Extract –

The World's Most Beautiful Lake Towns
Believe it or not, some lakes are even bluer than the Caribbean.
We all know how impressive—and expensive—it is to buy a house, period. (Sigh.) But it’s really something to buy a house that’s smack dab on the beach, in the mountains, or even deep in the forest like those in Twilight or Ex Machina. (Obviously, one might prefer their home without vampire drama or vengeful AI. Boring, but fair!)
But a lake house? A lake house is a true flex. It’ll net you the best of many worlds, with the potential to command the views of the beach, the laid-back seclusion of the woods, and the immensity of the mountains. On some shores, you may even spot a few celebrities keeping things low key: after all, Wisconsin is the last place most people would expect to make friends with multi-millionaires.
Rife with cerulean waters, top-tier resorts, and nature escapes, these are the world’s most beautiful lake towns. Just don’t forget to invite us to your housewarming party should you decide to move in.

Data block –
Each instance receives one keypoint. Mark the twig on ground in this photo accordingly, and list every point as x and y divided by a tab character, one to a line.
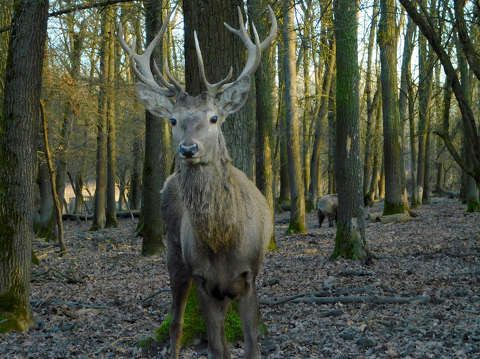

What this exercise asks –
**a)** Decide whether each statement agrees with the lake towns article above, answering yes or no and quoting the deciding words: (i) A lake house can offer beach views. (ii) Most people would expect Wisconsin to be a place to make friends with multi-millionaires. (iii) Some lakes are bluer than the Caribbean.
**b)** From the lake towns article, output the passage starting at "The World's Most" and ending at "Boring, but fair!)".

Answers provided –
**a)**
(i) Yes: "with the potential to command the views of the beach"
(ii) No: "Wisconsin is the last place most people would expect to make friends with multi-millionaires"
(iii) Yes: "some lakes are even bluer than the Caribbean"

**b)**
The World's Most Beautiful Lake Towns
Believe it or not, some lakes are even bluer than the Caribbean.
We all know how impressive—and expensive—it is to buy a house, period. (Sigh.) But it’s really something to buy a house that’s smack dab on the beach, in the mountains, or even deep in the forest like those in Twilight or Ex Machina. (Obviously, one might prefer their home without vampire drama or vengeful AI. Boring, but fair!)